SUPPLIED DATA START

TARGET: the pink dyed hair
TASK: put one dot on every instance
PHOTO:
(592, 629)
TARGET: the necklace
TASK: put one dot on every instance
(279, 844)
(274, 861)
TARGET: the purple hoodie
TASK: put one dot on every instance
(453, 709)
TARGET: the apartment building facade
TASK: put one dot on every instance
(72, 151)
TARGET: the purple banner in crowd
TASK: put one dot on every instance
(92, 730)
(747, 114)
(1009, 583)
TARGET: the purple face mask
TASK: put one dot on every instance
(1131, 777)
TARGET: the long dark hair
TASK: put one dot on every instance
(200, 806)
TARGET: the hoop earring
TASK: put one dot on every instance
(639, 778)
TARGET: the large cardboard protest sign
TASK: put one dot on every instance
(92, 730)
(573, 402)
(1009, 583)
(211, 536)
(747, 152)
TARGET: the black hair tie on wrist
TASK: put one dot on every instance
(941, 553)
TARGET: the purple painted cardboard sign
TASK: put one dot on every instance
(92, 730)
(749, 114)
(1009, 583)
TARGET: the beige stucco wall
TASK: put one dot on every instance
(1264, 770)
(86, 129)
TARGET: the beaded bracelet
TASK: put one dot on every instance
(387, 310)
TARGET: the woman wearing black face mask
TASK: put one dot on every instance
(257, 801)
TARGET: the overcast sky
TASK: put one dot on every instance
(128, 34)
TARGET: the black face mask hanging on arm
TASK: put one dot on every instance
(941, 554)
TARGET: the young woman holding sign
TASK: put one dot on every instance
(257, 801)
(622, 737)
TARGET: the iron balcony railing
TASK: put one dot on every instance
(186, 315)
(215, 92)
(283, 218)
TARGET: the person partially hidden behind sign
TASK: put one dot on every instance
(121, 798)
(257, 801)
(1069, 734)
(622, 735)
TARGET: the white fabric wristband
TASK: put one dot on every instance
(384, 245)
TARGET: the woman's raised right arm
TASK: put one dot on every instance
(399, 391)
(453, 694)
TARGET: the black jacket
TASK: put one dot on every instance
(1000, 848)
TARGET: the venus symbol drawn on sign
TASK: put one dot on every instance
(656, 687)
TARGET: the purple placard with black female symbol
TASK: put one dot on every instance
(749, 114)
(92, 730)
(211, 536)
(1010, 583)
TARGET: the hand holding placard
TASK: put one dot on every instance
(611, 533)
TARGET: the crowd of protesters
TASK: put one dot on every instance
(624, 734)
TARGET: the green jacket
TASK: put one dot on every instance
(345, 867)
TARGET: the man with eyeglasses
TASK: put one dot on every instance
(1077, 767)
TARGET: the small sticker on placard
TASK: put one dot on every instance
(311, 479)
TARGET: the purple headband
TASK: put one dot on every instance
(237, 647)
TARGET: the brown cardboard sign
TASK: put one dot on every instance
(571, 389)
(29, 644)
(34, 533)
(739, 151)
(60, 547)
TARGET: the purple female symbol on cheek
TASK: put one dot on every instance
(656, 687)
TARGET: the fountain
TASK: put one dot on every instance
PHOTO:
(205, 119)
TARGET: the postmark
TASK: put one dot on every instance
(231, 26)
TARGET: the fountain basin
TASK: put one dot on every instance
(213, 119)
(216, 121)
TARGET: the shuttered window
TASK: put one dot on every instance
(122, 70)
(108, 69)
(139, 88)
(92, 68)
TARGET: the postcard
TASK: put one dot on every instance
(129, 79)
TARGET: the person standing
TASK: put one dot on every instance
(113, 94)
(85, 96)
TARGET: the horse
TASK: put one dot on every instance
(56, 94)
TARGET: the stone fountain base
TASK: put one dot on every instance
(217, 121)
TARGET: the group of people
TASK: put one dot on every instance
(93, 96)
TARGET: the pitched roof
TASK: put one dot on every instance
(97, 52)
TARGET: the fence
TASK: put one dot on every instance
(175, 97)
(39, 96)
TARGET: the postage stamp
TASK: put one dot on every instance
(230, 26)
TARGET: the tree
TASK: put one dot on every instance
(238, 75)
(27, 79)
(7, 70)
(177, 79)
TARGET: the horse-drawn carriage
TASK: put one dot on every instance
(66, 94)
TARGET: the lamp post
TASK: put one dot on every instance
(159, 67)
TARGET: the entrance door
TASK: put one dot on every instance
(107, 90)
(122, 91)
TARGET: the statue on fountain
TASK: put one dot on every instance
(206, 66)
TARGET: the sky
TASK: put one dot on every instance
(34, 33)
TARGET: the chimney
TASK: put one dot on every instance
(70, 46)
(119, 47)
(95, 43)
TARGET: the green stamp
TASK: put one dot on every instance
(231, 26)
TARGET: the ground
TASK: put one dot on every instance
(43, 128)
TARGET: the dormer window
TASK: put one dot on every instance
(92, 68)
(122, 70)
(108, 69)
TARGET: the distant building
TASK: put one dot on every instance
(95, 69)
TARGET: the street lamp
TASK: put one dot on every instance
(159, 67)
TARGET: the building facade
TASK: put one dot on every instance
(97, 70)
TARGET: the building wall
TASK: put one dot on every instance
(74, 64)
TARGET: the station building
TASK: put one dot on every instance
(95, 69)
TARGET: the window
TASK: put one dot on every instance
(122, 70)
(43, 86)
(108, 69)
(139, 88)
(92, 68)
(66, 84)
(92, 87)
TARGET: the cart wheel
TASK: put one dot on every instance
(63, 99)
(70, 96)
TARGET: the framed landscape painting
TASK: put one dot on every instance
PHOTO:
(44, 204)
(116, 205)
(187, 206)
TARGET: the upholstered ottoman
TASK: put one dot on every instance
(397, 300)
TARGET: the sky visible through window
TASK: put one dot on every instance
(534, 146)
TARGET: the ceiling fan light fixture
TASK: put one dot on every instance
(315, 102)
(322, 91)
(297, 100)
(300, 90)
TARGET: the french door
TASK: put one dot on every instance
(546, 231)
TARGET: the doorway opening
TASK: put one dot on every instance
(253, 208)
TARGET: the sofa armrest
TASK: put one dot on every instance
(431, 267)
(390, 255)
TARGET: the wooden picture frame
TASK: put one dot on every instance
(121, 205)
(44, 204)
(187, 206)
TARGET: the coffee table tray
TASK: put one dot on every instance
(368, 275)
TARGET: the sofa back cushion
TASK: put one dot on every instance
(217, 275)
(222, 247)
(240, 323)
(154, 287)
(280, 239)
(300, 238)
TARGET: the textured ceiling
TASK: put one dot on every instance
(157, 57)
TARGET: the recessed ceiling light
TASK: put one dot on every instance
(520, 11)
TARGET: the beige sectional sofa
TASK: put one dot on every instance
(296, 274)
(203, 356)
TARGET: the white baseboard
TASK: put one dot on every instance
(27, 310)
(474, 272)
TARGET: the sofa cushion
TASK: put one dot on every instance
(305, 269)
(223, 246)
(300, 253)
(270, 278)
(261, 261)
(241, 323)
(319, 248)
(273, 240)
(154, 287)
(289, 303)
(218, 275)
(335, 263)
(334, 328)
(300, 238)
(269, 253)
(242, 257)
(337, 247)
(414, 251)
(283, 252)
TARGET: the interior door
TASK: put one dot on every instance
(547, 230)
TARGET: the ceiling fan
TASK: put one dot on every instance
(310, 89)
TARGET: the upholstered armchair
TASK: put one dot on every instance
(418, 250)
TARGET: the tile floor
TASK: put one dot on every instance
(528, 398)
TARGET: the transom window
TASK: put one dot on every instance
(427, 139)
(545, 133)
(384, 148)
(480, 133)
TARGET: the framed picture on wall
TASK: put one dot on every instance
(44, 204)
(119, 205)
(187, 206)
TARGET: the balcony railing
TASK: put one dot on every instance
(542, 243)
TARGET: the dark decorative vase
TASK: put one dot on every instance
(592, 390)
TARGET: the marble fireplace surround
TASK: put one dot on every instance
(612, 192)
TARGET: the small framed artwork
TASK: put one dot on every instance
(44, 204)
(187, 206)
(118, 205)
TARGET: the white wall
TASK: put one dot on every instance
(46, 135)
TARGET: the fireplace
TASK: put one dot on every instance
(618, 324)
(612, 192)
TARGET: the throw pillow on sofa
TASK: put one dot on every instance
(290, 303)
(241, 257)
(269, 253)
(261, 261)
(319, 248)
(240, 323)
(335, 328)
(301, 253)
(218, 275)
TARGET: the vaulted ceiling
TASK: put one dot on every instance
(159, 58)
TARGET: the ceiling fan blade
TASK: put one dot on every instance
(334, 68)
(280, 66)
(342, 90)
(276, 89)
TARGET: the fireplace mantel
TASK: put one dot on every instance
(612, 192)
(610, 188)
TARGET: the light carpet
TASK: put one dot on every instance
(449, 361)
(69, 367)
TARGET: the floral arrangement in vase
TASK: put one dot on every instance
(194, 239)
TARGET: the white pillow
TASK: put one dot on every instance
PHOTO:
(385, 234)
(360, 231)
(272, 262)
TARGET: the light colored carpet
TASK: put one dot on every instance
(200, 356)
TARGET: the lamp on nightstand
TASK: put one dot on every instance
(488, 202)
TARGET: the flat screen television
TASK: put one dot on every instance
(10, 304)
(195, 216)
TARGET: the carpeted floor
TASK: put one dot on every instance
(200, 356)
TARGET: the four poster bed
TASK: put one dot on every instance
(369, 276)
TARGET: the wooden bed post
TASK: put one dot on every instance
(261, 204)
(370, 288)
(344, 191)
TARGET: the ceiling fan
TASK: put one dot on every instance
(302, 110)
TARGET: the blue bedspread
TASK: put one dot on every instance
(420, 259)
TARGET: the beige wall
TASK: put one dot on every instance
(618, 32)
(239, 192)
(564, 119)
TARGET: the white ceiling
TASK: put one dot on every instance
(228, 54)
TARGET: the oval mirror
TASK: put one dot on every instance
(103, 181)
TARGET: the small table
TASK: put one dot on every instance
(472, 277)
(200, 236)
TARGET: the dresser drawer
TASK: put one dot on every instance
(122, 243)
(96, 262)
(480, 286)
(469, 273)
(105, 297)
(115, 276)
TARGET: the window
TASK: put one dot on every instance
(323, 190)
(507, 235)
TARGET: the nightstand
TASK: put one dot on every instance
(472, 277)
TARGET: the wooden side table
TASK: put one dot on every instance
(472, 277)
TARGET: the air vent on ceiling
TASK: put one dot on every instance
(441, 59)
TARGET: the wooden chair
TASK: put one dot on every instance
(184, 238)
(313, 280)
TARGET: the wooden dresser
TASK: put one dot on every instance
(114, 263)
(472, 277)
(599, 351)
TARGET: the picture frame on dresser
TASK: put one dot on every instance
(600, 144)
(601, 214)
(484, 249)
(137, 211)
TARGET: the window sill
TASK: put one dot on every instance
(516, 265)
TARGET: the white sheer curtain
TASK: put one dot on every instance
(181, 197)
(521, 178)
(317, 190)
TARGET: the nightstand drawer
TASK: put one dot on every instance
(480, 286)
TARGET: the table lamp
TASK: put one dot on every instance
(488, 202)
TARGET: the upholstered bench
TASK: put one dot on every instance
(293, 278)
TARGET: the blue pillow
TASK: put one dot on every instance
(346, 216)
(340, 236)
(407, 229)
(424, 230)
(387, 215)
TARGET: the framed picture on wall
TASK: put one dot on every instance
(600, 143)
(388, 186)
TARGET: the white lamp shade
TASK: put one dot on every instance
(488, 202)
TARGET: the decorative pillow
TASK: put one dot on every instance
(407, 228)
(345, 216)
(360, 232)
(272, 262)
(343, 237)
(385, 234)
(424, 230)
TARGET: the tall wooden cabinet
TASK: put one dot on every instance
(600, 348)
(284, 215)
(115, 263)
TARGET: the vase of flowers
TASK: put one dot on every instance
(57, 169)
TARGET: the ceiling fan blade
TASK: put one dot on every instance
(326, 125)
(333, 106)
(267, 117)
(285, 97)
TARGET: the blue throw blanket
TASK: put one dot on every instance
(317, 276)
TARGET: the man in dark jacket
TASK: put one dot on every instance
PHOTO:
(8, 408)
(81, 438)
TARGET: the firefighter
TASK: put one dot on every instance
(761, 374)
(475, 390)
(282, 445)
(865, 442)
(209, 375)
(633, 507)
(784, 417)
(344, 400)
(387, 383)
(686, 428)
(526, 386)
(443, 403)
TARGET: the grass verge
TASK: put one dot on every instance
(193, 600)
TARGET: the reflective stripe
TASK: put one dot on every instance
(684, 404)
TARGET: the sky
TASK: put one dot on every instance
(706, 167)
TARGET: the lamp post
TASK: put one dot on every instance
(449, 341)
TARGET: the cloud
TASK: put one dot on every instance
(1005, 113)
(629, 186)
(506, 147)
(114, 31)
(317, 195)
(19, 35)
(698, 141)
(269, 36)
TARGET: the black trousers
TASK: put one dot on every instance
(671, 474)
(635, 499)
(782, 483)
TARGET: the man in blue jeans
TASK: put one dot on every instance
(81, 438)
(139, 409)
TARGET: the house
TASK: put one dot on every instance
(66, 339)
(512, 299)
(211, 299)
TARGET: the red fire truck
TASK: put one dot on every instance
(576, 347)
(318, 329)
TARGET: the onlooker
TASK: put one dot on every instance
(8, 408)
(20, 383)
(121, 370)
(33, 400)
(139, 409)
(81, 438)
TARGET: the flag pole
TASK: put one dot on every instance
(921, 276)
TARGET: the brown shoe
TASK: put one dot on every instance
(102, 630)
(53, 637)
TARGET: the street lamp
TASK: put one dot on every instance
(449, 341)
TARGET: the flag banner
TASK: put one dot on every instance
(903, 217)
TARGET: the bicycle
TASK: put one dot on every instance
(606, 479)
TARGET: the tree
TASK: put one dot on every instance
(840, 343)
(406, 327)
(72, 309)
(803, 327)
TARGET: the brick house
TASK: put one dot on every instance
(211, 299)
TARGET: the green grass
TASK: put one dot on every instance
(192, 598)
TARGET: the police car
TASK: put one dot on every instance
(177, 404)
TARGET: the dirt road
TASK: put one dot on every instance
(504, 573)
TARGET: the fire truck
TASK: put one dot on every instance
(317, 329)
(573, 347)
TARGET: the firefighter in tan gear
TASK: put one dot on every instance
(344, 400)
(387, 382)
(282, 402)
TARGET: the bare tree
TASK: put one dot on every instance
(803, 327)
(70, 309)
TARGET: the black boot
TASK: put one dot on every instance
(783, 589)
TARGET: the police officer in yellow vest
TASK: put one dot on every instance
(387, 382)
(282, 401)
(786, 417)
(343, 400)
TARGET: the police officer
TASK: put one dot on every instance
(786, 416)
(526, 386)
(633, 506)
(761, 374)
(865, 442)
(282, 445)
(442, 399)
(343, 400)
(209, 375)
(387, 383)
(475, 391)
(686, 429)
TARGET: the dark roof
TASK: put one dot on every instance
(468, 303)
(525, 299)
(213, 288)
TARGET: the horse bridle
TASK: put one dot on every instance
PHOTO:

SUPPLIED DATA END

PROBLEM TO WORK ON. Nothing but the lines from the top of the entries above through the line with "TARGET: the black hair tie on wrist" should be set down, each exactly as written.

RESULT FOR THIS EXERCISE.
TARGET: the pink dyed hair
TASK: put one dot on every instance
PHOTO:
(592, 629)
TARGET: the necklace
TASK: put one dot on every instance
(279, 844)
(274, 861)
TARGET: the purple hoodie
TASK: put one dot on every instance
(453, 709)
TARGET: the apartment building facade
TASK: put one dot on every instance
(72, 151)
TARGET: the purple banner in crowd
TASK: put one dot on every instance
(92, 730)
(747, 114)
(1009, 583)
TARGET: the purple face mask
TASK: put one dot on every instance
(1131, 777)
TARGET: the long dark hair
TASK: put one dot on every instance
(200, 806)
TARGET: the hoop earring
TASK: put one dot on every instance
(639, 778)
TARGET: the large cardboard protest sign
TASK: put one dot on every instance
(92, 730)
(573, 402)
(1009, 583)
(211, 536)
(747, 152)
TARGET: the black hair tie on wrist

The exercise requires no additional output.